=== Data for this exercise ===

· · · ·

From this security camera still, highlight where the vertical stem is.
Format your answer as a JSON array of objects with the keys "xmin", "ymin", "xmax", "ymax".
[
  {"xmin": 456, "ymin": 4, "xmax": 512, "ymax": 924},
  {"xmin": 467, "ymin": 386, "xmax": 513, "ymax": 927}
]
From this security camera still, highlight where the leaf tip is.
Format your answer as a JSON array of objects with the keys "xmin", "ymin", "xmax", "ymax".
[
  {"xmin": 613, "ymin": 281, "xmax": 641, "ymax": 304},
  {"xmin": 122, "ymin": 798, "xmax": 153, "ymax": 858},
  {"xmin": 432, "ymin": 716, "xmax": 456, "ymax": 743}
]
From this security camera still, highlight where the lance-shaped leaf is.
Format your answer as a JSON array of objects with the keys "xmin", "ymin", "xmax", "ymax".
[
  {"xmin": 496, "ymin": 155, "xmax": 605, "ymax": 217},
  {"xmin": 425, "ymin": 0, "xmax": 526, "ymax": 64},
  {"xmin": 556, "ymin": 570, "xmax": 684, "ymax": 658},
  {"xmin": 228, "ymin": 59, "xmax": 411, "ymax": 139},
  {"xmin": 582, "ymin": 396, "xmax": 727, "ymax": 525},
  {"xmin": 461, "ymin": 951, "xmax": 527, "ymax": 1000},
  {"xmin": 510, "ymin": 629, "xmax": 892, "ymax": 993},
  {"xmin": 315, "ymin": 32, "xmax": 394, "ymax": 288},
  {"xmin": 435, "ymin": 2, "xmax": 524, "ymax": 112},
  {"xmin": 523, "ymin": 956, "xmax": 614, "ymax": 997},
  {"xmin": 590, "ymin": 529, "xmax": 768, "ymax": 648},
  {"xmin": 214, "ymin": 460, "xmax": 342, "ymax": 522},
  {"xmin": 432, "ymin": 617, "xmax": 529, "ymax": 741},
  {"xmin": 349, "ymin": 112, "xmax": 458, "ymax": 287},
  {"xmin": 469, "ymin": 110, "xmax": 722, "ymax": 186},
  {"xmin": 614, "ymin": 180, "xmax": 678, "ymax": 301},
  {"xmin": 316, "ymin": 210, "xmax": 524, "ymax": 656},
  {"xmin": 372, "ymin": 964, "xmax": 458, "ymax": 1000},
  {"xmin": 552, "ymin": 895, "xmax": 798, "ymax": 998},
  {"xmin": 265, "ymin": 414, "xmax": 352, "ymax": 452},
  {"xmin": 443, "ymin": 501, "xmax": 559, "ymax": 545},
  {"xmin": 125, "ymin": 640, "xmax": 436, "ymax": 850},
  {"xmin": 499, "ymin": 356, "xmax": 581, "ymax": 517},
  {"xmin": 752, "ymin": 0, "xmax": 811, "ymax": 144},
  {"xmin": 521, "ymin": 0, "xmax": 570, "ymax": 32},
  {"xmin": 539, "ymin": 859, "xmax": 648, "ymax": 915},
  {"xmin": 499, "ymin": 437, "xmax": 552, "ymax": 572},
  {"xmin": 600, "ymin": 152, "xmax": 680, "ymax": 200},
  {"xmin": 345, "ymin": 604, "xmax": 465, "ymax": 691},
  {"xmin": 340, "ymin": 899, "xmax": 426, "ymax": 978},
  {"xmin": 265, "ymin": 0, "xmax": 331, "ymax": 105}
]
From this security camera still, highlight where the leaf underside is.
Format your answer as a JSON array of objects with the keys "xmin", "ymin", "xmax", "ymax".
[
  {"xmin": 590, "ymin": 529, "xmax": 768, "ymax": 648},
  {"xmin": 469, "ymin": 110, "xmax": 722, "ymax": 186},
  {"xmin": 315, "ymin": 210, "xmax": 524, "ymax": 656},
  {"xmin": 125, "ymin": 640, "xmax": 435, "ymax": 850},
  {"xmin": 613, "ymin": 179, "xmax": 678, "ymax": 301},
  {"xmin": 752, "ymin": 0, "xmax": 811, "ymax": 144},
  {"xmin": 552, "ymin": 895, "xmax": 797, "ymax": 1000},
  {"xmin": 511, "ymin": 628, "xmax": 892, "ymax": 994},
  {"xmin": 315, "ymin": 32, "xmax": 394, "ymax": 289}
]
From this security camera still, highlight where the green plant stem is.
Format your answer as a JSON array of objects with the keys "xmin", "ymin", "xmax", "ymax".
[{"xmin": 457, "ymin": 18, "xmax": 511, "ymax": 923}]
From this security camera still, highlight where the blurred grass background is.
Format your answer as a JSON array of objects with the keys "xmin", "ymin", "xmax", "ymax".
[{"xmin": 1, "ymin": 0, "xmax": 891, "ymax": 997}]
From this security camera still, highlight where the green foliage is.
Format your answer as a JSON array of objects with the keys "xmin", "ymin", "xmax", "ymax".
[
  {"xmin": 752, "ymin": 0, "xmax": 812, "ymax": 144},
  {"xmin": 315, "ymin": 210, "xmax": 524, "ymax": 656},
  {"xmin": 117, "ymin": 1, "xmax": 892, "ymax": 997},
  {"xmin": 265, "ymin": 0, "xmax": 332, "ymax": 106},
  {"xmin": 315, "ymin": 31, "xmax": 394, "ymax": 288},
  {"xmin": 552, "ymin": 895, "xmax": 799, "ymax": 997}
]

· · · ·

=== Task item ===
Reproduce all the data exactly. Include every line.

=== Finished task ===
From this security camera still, highlight where the vertical stem is.
Format your answer as a JSON array of objects with the keys "xmin", "ymin", "xmax", "ymax".
[
  {"xmin": 456, "ymin": 4, "xmax": 512, "ymax": 924},
  {"xmin": 467, "ymin": 386, "xmax": 513, "ymax": 927}
]
From this security camera still, highlight where the leaf tip is.
Format your answer as a JSON array of objects with the keys "xmin", "ymin", "xmax", "ymax".
[
  {"xmin": 613, "ymin": 281, "xmax": 641, "ymax": 304},
  {"xmin": 122, "ymin": 798, "xmax": 153, "ymax": 858},
  {"xmin": 432, "ymin": 716, "xmax": 456, "ymax": 743}
]
From this security camera still, highlight where the lance-shaped leaf is.
Format your answer as a JSON array of objects with the keys "xmin", "ymin", "xmax", "ymax".
[
  {"xmin": 496, "ymin": 155, "xmax": 605, "ymax": 217},
  {"xmin": 425, "ymin": 0, "xmax": 526, "ymax": 64},
  {"xmin": 556, "ymin": 570, "xmax": 684, "ymax": 658},
  {"xmin": 228, "ymin": 59, "xmax": 411, "ymax": 139},
  {"xmin": 582, "ymin": 396, "xmax": 727, "ymax": 525},
  {"xmin": 461, "ymin": 951, "xmax": 527, "ymax": 1000},
  {"xmin": 510, "ymin": 629, "xmax": 892, "ymax": 993},
  {"xmin": 315, "ymin": 32, "xmax": 394, "ymax": 288},
  {"xmin": 435, "ymin": 2, "xmax": 524, "ymax": 112},
  {"xmin": 523, "ymin": 956, "xmax": 614, "ymax": 997},
  {"xmin": 590, "ymin": 529, "xmax": 768, "ymax": 648},
  {"xmin": 214, "ymin": 460, "xmax": 342, "ymax": 522},
  {"xmin": 432, "ymin": 617, "xmax": 529, "ymax": 741},
  {"xmin": 349, "ymin": 112, "xmax": 458, "ymax": 287},
  {"xmin": 469, "ymin": 110, "xmax": 722, "ymax": 186},
  {"xmin": 614, "ymin": 180, "xmax": 678, "ymax": 301},
  {"xmin": 316, "ymin": 210, "xmax": 524, "ymax": 656},
  {"xmin": 372, "ymin": 964, "xmax": 458, "ymax": 1000},
  {"xmin": 552, "ymin": 895, "xmax": 798, "ymax": 998},
  {"xmin": 265, "ymin": 414, "xmax": 352, "ymax": 452},
  {"xmin": 443, "ymin": 501, "xmax": 559, "ymax": 545},
  {"xmin": 125, "ymin": 640, "xmax": 436, "ymax": 850},
  {"xmin": 499, "ymin": 356, "xmax": 581, "ymax": 517},
  {"xmin": 752, "ymin": 0, "xmax": 811, "ymax": 144},
  {"xmin": 521, "ymin": 0, "xmax": 570, "ymax": 32},
  {"xmin": 539, "ymin": 859, "xmax": 648, "ymax": 915},
  {"xmin": 499, "ymin": 437, "xmax": 552, "ymax": 572},
  {"xmin": 600, "ymin": 152, "xmax": 680, "ymax": 200},
  {"xmin": 345, "ymin": 604, "xmax": 465, "ymax": 691},
  {"xmin": 340, "ymin": 899, "xmax": 426, "ymax": 978},
  {"xmin": 265, "ymin": 0, "xmax": 331, "ymax": 105}
]
From this security camera still, highlight where the leaf underside is.
Format your answer as a JSON array of objects with the keys "xmin", "ymin", "xmax", "ymax".
[
  {"xmin": 590, "ymin": 529, "xmax": 768, "ymax": 648},
  {"xmin": 469, "ymin": 110, "xmax": 722, "ymax": 186},
  {"xmin": 315, "ymin": 210, "xmax": 524, "ymax": 656},
  {"xmin": 125, "ymin": 640, "xmax": 435, "ymax": 850},
  {"xmin": 613, "ymin": 179, "xmax": 678, "ymax": 301},
  {"xmin": 752, "ymin": 0, "xmax": 811, "ymax": 144},
  {"xmin": 552, "ymin": 895, "xmax": 797, "ymax": 1000},
  {"xmin": 511, "ymin": 628, "xmax": 892, "ymax": 994},
  {"xmin": 315, "ymin": 32, "xmax": 394, "ymax": 289}
]
From this security camera still, highlight where the green plant stem is.
Format your answer as a JSON array of objects with the keys "xmin", "ymin", "xmax", "ymax".
[{"xmin": 457, "ymin": 18, "xmax": 511, "ymax": 923}]
From this security camera still, highlight where the blurred grass background is.
Format your answer as a JSON array of objects with the keys "xmin", "ymin", "xmax", "ymax".
[{"xmin": 1, "ymin": 0, "xmax": 891, "ymax": 997}]
From this security camera still, highlight where the green foliage is.
Format your answer as a JSON array of objects with the keys "xmin", "ymin", "xmax", "ymax".
[
  {"xmin": 752, "ymin": 0, "xmax": 812, "ymax": 144},
  {"xmin": 315, "ymin": 210, "xmax": 524, "ymax": 656},
  {"xmin": 117, "ymin": 1, "xmax": 892, "ymax": 997},
  {"xmin": 265, "ymin": 0, "xmax": 332, "ymax": 106},
  {"xmin": 315, "ymin": 31, "xmax": 394, "ymax": 288},
  {"xmin": 552, "ymin": 895, "xmax": 799, "ymax": 997}
]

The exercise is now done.